• **Problem statement**
Render the material below as a Markdown table with the columns "No." and "Line," giving each line its own numbered row, skipping blank lines and omitting the images.

• **Entries**
---
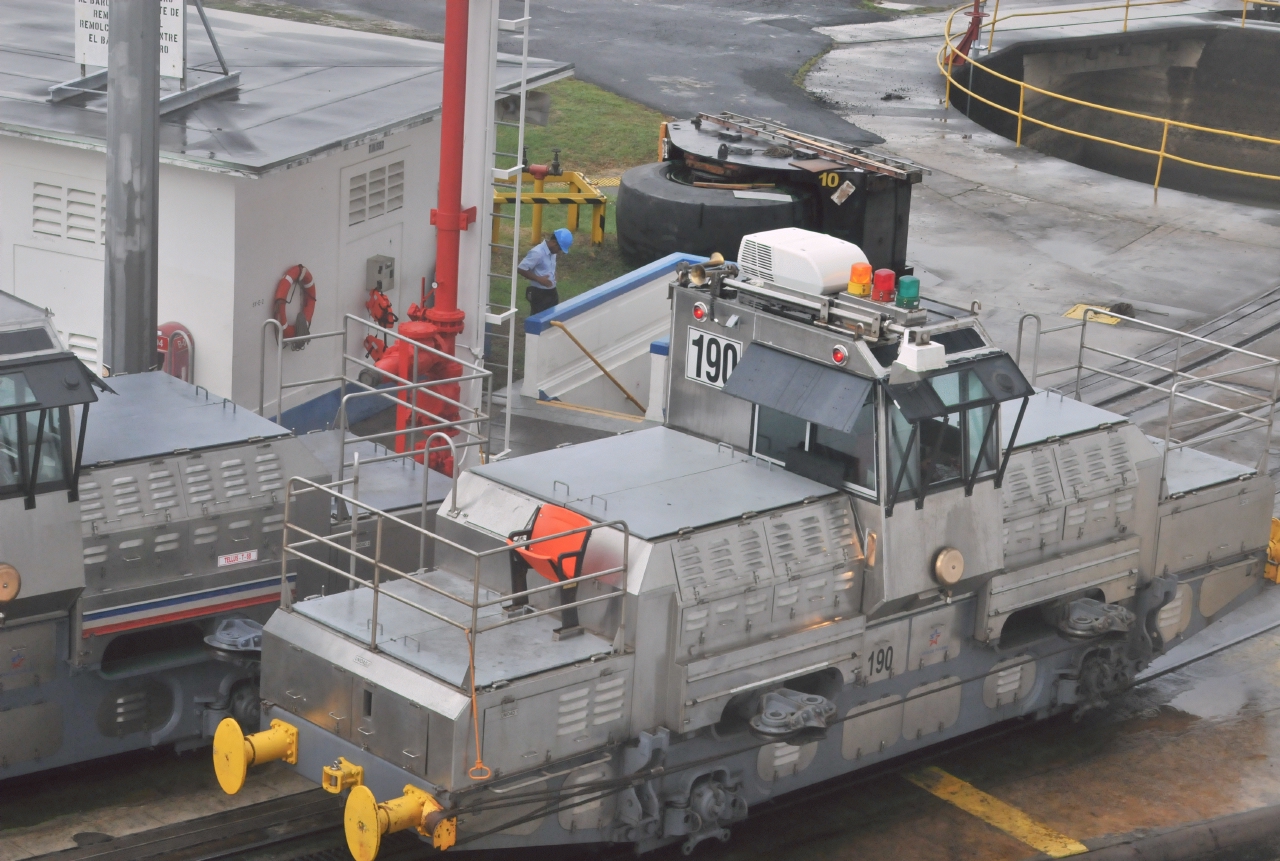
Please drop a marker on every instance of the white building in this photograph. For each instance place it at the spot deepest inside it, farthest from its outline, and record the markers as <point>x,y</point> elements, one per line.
<point>325,156</point>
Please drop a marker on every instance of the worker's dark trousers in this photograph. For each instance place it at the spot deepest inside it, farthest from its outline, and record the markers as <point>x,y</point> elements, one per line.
<point>540,298</point>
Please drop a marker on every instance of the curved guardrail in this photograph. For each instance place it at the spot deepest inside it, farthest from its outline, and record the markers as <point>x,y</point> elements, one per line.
<point>946,64</point>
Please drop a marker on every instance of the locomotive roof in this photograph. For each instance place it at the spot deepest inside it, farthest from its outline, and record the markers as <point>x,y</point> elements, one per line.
<point>658,480</point>
<point>156,415</point>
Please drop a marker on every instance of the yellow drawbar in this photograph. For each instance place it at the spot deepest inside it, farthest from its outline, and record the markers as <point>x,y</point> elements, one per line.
<point>366,820</point>
<point>234,752</point>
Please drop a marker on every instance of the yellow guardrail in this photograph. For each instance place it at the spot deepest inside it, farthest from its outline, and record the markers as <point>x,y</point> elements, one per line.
<point>580,192</point>
<point>946,58</point>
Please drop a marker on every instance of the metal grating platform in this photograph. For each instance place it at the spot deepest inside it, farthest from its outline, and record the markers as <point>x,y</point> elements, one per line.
<point>439,649</point>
---
• **The reply**
| No. | Line |
|---|---|
| 1 | Please drop a marker on every instance of the white building in this photograph. For each instance place it at the spot deepest inside it, farthest from its outline, and record the markers as <point>x,y</point> elements, one per line. |
| 2 | <point>325,156</point> |
| 3 | Please drop a marker on every instance of the worker's dark trousers in this photograph. For each instance place it at the spot deepest inside it, farthest from its outline, and record the markers as <point>x,y</point> elements, one per line. |
| 4 | <point>540,298</point> |
| 5 | Please drop a marker on every instance of the curved guardrail in this photograph. For each instance place it at the spot deepest inside it, farthest from its outline, and record the markers as <point>x,y</point> elements, one per line. |
| 6 | <point>946,64</point> |
| 7 | Please drop a marker on every instance of the locomotive roof in this photograph. For each instance place it at the spot deepest inside it, farthest from its outline, and record the markers as <point>x,y</point> elements, one per line. |
| 8 | <point>658,480</point> |
| 9 | <point>156,415</point> |
| 10 | Please drop a marker on every instance of the yellow drawbar in this photograph. For each instance place it at the spot deepest inside it, farthest from its outline, and record the markers as <point>x,y</point> elements, one per line. |
| 11 | <point>366,820</point> |
| 12 | <point>234,752</point> |
| 13 | Please drop a marker on every instance of the yellow guardrail in this photograph. For each instance place it at the spot deepest inside it, farthest from its outline, and record the markers as <point>x,y</point> elements, one per line. |
| 14 | <point>580,192</point> |
| 15 | <point>946,58</point> |
| 16 | Please drop a marker on every instance of the metal grating platform in this photograph. For each instance place it at the spot deepest inside it, farthest from its outline, and record the markers as <point>x,y</point> elements, one per line. |
| 17 | <point>439,649</point> |